Written exercise
Please show every line of the data below that contains the string "hole", copying each one in full. Case counts.

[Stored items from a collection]

━━━━

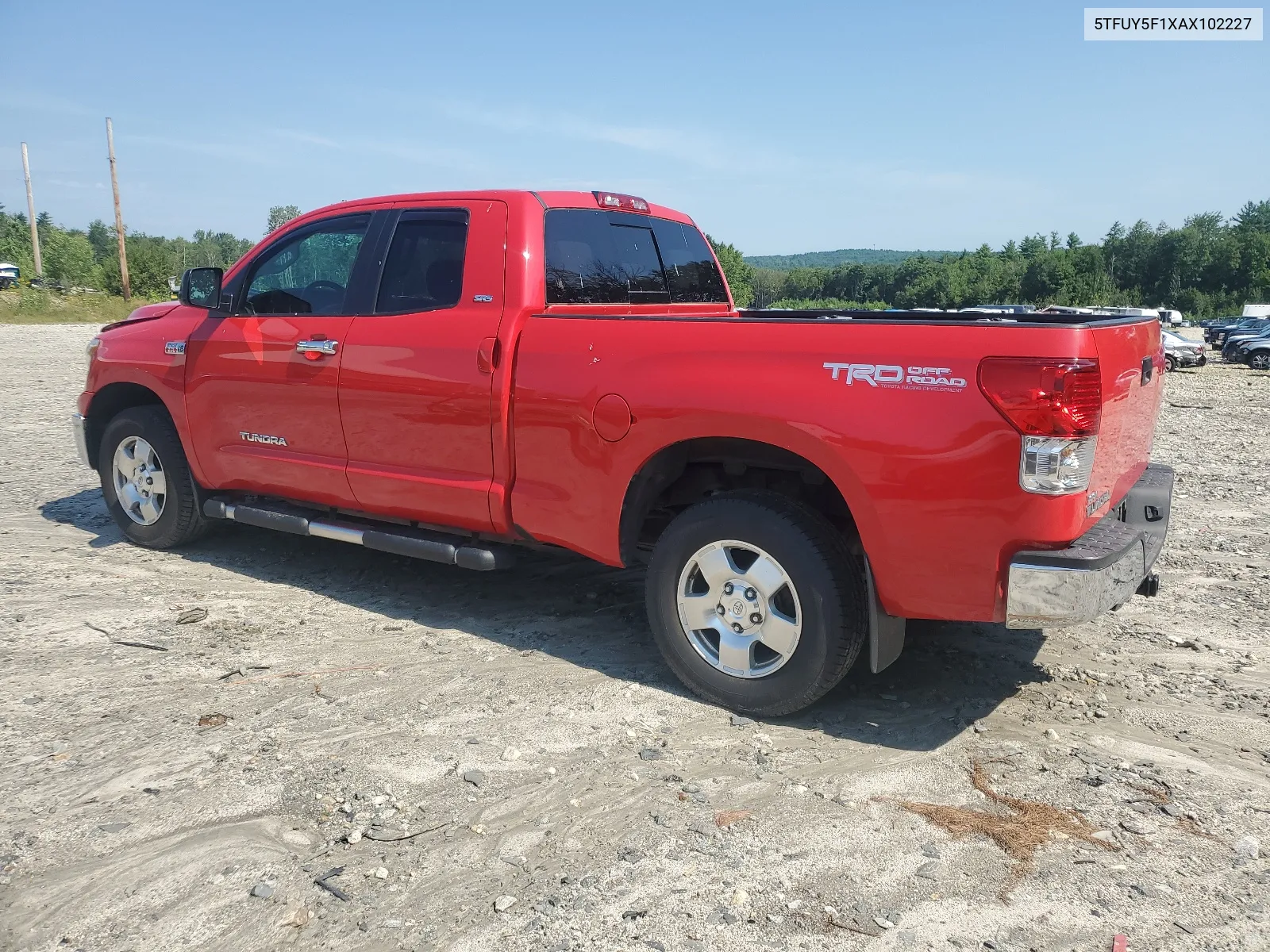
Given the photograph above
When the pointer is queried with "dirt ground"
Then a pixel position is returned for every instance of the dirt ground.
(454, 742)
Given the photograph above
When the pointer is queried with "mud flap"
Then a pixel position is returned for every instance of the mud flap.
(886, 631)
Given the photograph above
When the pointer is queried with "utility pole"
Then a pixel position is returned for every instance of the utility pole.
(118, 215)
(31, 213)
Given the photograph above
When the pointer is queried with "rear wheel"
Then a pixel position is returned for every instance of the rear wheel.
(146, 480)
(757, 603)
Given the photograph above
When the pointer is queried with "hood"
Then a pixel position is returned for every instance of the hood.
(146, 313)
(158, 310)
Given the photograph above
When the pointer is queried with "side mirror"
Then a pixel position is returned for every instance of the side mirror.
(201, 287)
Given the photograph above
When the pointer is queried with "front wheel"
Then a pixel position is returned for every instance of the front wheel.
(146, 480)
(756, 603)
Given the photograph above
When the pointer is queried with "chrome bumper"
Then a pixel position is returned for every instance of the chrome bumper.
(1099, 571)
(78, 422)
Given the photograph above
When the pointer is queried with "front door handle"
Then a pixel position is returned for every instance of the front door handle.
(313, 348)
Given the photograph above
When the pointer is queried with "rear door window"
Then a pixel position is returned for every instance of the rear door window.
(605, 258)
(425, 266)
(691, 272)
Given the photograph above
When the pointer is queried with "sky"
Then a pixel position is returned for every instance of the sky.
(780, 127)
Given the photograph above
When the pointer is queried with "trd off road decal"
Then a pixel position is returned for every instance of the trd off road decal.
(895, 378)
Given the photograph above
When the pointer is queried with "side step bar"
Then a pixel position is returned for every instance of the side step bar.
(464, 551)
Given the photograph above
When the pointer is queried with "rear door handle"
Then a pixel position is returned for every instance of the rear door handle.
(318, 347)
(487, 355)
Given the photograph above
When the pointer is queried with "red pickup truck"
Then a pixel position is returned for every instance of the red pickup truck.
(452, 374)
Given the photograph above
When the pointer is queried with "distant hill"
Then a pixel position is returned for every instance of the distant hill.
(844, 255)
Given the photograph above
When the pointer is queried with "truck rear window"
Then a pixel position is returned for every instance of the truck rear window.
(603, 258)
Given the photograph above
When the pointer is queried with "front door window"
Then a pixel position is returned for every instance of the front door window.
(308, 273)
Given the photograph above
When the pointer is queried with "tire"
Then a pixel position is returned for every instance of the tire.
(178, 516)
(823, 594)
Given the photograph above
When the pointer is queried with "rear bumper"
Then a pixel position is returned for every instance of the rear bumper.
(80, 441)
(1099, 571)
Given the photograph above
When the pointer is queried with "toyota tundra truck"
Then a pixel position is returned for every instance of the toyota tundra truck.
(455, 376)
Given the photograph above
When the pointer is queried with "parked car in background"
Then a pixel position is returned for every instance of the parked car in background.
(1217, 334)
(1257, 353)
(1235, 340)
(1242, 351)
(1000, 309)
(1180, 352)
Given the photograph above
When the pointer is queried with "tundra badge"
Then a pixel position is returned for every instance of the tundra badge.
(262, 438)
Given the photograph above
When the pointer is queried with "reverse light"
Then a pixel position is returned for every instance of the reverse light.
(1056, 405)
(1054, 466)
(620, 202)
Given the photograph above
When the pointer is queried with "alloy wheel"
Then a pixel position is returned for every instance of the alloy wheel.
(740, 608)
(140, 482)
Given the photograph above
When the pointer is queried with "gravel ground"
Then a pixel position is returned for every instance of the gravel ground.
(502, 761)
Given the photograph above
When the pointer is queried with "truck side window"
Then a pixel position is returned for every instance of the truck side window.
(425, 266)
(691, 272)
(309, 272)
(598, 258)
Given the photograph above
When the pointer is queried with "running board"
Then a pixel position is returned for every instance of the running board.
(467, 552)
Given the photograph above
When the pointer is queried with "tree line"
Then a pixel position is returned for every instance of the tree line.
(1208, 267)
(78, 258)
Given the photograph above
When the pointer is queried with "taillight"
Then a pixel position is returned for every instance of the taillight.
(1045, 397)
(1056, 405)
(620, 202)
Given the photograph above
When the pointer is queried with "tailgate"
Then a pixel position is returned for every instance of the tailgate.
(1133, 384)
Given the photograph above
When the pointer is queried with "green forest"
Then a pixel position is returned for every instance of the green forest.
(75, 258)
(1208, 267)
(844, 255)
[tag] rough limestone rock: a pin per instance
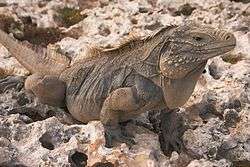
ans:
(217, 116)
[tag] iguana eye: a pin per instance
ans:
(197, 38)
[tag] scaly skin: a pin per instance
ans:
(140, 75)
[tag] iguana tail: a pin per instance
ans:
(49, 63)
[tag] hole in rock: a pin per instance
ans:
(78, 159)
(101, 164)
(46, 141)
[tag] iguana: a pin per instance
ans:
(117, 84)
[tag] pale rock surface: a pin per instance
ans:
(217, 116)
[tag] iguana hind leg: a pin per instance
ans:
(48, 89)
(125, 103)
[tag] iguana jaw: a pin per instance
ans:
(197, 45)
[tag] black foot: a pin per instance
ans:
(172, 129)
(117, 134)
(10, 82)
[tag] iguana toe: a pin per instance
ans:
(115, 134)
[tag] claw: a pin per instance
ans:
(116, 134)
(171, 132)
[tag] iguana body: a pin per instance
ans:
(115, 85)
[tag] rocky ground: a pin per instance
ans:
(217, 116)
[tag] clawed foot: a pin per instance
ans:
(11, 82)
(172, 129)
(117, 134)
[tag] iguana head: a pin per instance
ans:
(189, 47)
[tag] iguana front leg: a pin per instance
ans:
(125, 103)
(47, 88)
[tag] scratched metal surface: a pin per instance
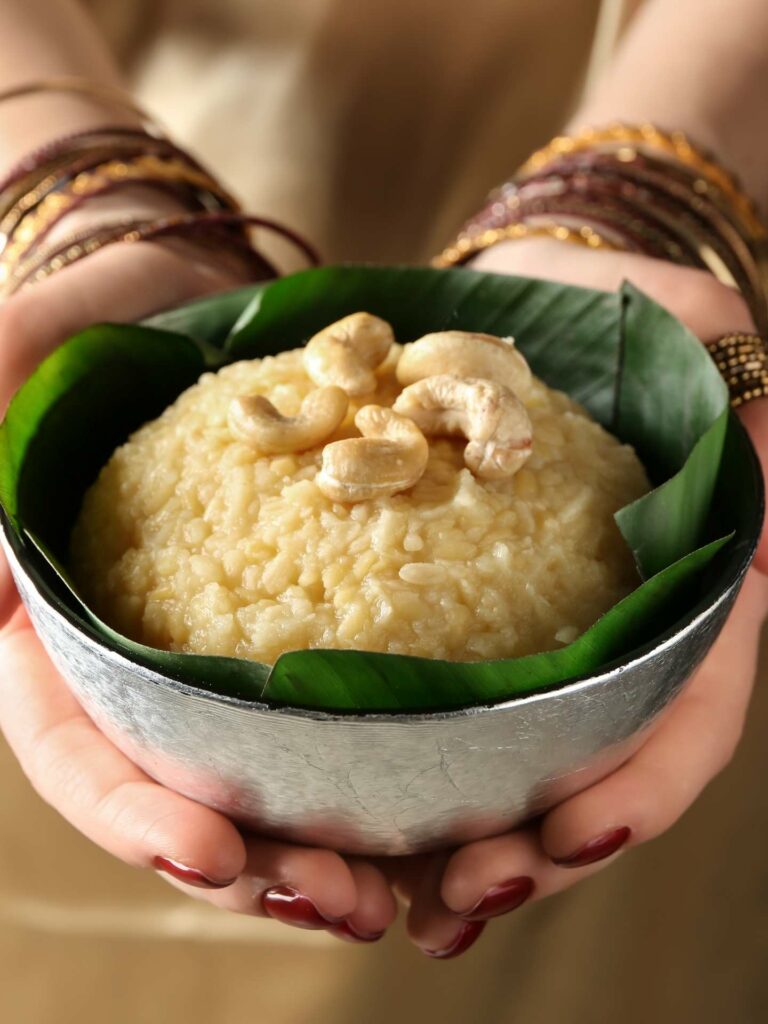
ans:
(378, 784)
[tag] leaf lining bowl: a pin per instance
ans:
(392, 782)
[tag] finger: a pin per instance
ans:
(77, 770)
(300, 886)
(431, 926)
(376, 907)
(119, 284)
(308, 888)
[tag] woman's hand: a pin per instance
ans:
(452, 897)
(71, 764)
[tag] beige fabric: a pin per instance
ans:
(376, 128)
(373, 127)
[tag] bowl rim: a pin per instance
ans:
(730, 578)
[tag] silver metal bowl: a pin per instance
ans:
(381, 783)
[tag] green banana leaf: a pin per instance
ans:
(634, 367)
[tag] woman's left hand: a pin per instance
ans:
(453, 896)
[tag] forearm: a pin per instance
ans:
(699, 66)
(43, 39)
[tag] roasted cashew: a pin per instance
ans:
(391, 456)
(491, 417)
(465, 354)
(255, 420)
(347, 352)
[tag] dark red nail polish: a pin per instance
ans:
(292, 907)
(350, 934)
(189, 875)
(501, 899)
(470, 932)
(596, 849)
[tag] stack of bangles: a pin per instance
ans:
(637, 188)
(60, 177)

━━━━

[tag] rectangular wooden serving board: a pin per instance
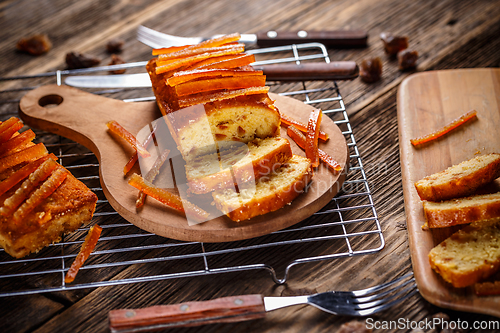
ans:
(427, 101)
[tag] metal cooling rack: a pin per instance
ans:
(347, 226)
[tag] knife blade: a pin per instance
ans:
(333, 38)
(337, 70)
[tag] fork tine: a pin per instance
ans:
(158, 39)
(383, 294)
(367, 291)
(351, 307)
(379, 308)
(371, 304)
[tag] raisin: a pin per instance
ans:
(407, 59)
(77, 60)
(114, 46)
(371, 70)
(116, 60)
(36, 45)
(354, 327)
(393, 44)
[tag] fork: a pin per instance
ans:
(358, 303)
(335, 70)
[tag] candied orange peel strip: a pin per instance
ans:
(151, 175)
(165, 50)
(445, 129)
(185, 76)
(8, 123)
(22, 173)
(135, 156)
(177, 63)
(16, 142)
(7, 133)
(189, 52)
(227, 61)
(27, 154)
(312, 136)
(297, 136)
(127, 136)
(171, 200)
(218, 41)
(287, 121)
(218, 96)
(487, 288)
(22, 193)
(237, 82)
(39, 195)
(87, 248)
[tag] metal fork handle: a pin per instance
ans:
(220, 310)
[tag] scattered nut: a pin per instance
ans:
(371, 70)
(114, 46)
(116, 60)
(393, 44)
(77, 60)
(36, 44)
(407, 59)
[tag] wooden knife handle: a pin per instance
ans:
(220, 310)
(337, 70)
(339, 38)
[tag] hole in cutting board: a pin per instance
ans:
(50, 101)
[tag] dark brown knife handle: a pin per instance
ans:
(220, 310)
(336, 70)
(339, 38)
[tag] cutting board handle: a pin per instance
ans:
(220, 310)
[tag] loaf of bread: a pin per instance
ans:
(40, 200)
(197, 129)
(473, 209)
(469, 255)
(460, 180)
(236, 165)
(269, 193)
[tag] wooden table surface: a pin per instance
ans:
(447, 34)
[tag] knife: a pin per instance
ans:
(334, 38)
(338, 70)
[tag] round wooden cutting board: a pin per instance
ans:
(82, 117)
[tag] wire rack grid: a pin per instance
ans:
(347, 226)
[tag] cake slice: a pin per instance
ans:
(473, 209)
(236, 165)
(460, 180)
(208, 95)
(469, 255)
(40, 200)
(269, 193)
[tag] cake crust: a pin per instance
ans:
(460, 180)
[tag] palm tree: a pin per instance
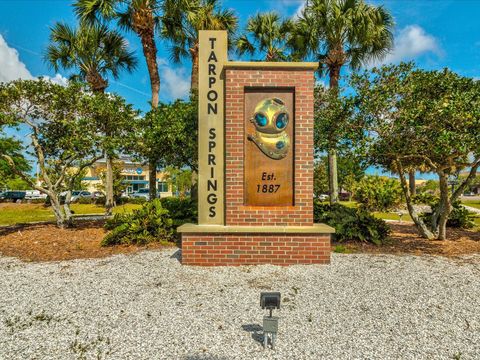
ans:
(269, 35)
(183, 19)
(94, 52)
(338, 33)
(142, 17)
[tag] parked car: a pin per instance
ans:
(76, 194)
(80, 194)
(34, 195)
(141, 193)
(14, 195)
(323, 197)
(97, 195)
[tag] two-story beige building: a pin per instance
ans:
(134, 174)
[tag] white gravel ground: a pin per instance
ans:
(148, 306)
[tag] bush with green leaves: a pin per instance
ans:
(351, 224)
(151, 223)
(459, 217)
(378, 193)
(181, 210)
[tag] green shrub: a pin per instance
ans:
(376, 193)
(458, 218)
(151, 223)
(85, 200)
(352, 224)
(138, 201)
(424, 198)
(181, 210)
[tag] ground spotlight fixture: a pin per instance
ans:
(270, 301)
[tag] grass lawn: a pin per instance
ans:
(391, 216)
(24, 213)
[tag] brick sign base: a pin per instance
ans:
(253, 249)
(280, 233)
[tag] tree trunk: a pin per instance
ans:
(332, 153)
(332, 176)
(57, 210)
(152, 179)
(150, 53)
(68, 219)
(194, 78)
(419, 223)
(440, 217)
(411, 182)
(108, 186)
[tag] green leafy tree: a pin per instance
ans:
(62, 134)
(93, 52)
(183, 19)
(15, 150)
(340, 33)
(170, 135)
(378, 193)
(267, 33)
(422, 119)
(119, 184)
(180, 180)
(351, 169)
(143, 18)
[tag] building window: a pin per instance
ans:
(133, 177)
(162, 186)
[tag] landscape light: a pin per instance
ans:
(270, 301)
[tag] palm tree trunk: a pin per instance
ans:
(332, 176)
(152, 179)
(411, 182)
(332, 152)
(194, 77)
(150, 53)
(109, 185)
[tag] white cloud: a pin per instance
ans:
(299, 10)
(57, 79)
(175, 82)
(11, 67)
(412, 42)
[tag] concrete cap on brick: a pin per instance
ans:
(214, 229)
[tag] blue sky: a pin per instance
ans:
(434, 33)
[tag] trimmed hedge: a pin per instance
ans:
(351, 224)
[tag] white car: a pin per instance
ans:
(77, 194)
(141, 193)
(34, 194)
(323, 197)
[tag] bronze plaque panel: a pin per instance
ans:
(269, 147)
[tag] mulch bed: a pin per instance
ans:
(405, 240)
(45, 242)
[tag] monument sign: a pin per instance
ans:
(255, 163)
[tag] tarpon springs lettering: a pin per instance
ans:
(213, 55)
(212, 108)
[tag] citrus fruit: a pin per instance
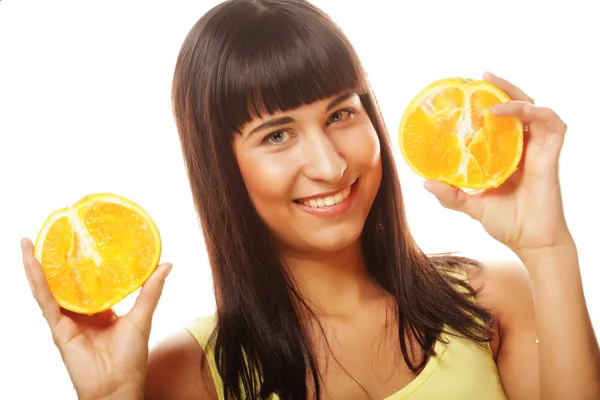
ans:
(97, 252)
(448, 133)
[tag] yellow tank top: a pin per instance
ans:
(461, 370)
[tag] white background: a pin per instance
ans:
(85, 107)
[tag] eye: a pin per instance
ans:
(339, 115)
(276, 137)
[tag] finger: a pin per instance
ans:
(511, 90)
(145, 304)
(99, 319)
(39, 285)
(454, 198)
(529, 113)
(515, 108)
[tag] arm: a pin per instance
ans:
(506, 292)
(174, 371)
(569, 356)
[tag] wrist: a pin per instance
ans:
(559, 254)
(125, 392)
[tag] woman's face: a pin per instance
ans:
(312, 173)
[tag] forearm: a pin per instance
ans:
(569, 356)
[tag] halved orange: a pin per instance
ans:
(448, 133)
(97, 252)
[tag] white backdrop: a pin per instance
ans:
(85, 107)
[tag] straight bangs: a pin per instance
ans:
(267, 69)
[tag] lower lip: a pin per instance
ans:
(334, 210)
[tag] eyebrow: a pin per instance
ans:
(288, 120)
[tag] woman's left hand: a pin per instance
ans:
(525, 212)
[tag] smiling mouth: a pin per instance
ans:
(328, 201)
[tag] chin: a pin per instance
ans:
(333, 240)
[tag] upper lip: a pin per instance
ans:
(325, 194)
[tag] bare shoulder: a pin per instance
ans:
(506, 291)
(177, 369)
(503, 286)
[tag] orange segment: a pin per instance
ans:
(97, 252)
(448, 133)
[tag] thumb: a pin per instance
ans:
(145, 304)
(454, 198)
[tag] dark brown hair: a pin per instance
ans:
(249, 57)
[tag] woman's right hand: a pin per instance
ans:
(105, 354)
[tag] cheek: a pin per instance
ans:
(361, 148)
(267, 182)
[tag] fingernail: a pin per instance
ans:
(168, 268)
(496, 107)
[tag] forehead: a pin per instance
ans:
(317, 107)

━━━━

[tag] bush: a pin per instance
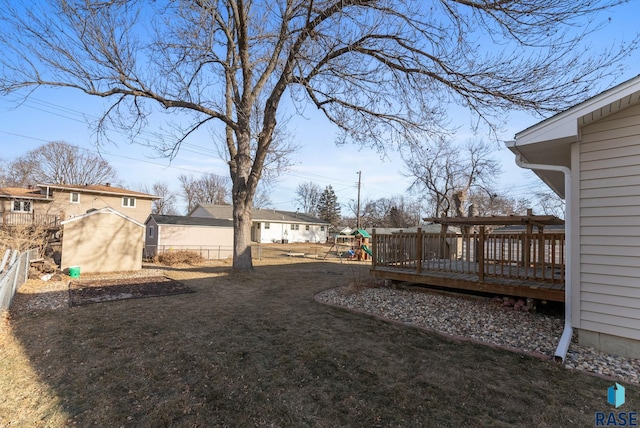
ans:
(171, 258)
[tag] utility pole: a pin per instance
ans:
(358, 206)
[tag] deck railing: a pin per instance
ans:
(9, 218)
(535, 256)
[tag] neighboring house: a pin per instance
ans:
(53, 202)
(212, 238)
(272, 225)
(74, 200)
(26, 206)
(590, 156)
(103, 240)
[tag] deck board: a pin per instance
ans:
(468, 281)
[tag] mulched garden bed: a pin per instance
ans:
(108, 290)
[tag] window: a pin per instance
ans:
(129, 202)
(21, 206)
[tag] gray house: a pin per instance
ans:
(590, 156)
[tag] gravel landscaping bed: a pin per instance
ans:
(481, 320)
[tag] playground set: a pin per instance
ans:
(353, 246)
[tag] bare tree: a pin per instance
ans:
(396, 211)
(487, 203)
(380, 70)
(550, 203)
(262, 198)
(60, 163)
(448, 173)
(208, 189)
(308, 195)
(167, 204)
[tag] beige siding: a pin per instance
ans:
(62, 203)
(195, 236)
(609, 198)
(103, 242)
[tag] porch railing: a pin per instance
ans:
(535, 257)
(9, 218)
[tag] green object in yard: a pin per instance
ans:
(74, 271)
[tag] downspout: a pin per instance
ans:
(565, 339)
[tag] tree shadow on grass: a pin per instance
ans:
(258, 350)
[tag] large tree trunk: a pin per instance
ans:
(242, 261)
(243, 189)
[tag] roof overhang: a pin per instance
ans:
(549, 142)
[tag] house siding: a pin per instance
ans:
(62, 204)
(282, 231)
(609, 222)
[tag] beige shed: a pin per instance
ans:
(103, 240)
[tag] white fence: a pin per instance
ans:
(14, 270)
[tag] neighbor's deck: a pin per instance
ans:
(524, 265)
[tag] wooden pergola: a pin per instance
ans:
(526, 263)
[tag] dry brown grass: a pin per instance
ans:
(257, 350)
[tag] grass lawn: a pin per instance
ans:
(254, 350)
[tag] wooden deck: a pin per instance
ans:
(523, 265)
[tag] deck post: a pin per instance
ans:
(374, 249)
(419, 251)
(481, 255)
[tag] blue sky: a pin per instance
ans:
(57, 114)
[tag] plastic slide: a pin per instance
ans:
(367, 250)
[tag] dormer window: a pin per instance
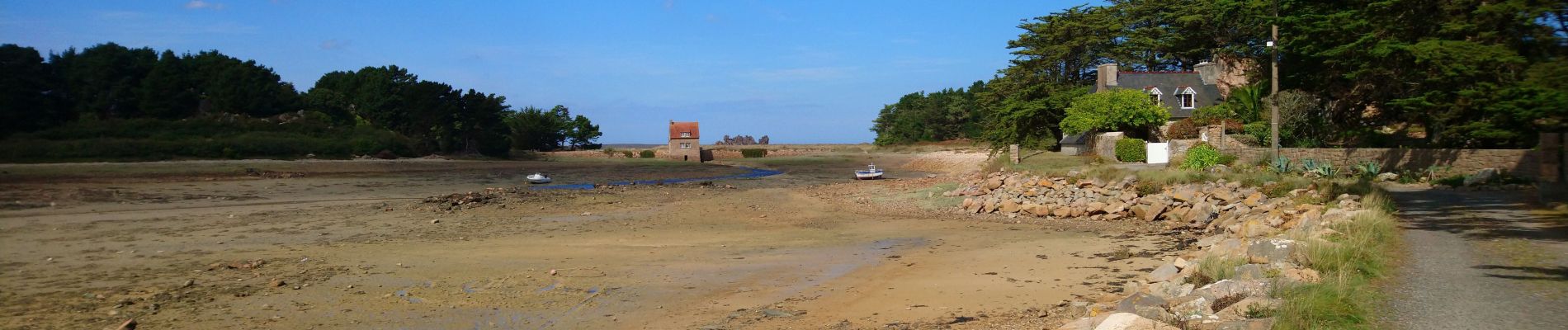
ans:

━━━━

The response
[tag] hole in rock: a pin per instance
[tag] hole in cutting board: a pin per instance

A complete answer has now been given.